Saved entries:

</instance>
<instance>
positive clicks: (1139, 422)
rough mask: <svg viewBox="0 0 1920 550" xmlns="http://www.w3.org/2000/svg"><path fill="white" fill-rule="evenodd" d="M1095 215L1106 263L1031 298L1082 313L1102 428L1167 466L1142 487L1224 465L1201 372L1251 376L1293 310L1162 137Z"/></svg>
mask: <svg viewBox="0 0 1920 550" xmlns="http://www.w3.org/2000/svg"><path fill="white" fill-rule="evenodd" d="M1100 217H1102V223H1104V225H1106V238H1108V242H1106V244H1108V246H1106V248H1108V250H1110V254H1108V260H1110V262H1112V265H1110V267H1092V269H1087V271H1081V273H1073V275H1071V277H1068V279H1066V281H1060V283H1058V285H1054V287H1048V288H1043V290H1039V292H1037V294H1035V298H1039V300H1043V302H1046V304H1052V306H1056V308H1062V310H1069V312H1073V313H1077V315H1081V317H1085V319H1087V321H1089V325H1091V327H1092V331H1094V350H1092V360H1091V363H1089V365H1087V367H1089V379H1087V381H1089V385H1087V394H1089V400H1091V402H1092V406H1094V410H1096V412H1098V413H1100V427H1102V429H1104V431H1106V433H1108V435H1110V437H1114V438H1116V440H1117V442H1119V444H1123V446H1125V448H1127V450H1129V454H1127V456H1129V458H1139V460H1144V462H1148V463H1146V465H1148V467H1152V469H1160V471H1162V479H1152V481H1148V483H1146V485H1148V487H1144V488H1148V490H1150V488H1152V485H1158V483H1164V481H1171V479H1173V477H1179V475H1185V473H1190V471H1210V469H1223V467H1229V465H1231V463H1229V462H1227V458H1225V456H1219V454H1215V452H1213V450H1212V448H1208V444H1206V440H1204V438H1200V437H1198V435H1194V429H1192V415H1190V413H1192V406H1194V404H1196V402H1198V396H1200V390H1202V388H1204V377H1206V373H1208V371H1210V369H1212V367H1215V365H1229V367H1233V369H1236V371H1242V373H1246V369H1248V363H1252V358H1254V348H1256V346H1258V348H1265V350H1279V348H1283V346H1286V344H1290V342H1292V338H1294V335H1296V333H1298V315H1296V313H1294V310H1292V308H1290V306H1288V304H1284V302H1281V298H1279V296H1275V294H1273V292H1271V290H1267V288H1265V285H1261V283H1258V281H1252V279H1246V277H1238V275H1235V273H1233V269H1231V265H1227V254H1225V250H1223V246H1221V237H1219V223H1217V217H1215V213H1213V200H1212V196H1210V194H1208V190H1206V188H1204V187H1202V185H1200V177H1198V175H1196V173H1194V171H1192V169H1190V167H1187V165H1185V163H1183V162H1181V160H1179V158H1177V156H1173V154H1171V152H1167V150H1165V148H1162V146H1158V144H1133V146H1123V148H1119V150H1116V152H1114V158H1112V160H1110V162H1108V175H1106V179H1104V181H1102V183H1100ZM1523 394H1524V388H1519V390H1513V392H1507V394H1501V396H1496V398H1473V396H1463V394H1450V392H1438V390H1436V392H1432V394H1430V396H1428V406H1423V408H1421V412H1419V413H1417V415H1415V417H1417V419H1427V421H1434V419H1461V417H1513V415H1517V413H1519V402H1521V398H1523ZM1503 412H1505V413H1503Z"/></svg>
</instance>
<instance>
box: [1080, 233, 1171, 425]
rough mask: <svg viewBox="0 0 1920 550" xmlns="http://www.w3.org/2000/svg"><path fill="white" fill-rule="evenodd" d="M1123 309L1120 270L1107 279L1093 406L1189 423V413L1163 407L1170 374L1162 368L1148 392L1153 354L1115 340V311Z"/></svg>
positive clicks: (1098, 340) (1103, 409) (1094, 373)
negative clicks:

EXERCISE DETAILS — Retype every item above line for line, changing nothing.

EXERCISE OUTPUT —
</instance>
<instance>
positive clicks: (1139, 422)
rough mask: <svg viewBox="0 0 1920 550" xmlns="http://www.w3.org/2000/svg"><path fill="white" fill-rule="evenodd" d="M1095 215L1106 263L1031 298L1082 313L1102 428L1167 466L1142 487L1224 465L1201 372L1251 376L1293 310L1162 137Z"/></svg>
mask: <svg viewBox="0 0 1920 550" xmlns="http://www.w3.org/2000/svg"><path fill="white" fill-rule="evenodd" d="M1100 217H1102V223H1104V225H1106V238H1108V242H1106V244H1108V246H1106V248H1108V250H1110V254H1108V260H1110V262H1112V265H1110V267H1092V269H1087V271H1081V273H1073V275H1071V277H1068V279H1066V281H1060V283H1058V285H1054V287H1048V288H1043V290H1039V292H1037V294H1035V298H1039V300H1043V302H1046V304H1052V306H1056V308H1062V310H1069V312H1073V313H1077V315H1081V317H1085V319H1087V321H1089V325H1091V327H1092V331H1094V350H1092V360H1091V363H1089V365H1087V367H1089V379H1087V381H1089V385H1087V394H1089V400H1091V402H1092V406H1094V410H1096V412H1098V413H1100V427H1102V429H1104V431H1106V433H1108V435H1110V437H1114V438H1116V440H1117V442H1119V444H1123V446H1125V448H1127V450H1129V454H1127V456H1129V458H1139V460H1144V462H1148V463H1146V465H1148V467H1152V469H1160V471H1162V479H1152V481H1148V483H1146V485H1148V487H1144V488H1148V490H1150V488H1152V485H1158V483H1164V481H1171V479H1173V477H1179V475H1185V473H1190V471H1210V469H1223V467H1229V465H1231V463H1229V462H1227V458H1225V456H1219V454H1215V452H1213V450H1212V448H1208V444H1206V440H1204V438H1200V437H1198V435H1194V429H1192V415H1190V413H1192V406H1194V404H1196V402H1198V396H1200V390H1202V388H1204V377H1206V373H1208V371H1210V369H1212V367H1215V365H1229V367H1233V369H1236V371H1242V373H1246V369H1248V363H1252V358H1254V348H1256V346H1258V348H1265V350H1279V348H1283V346H1286V344H1290V342H1292V338H1294V335H1296V333H1298V315H1296V313H1294V310H1292V308H1290V306H1288V304H1284V302H1281V298H1279V296H1275V294H1273V292H1271V290H1267V288H1265V285H1261V283H1258V281H1252V279H1246V277H1238V275H1235V273H1233V269H1231V265H1227V254H1225V250H1223V246H1221V237H1219V223H1217V217H1215V213H1213V200H1212V196H1210V194H1208V190H1206V188H1204V187H1202V185H1200V177H1198V175H1196V173H1194V171H1192V169H1190V167H1187V165H1185V163H1183V162H1181V160H1179V158H1177V156H1173V154H1171V152H1167V150H1165V148H1162V146H1158V144H1133V146H1123V148H1119V150H1116V152H1114V158H1112V160H1110V162H1108V175H1106V179H1104V181H1102V183H1100ZM1523 394H1524V388H1519V390H1513V392H1507V394H1501V396H1496V398H1473V396H1463V394H1450V392H1438V390H1436V392H1432V394H1430V396H1428V406H1423V408H1421V412H1419V413H1417V415H1415V417H1417V419H1427V421H1434V419H1461V417H1513V415H1517V413H1519V402H1521V398H1523ZM1503 412H1505V413H1503Z"/></svg>
</instance>
<instance>
box: [1080, 233, 1171, 425]
rough mask: <svg viewBox="0 0 1920 550" xmlns="http://www.w3.org/2000/svg"><path fill="white" fill-rule="evenodd" d="M1123 309L1120 270L1107 279L1093 406L1189 423V413L1163 407L1170 374L1162 368L1148 392L1153 354L1115 340V311Z"/></svg>
positive clicks: (1098, 340) (1103, 409) (1094, 373)
negative clicks:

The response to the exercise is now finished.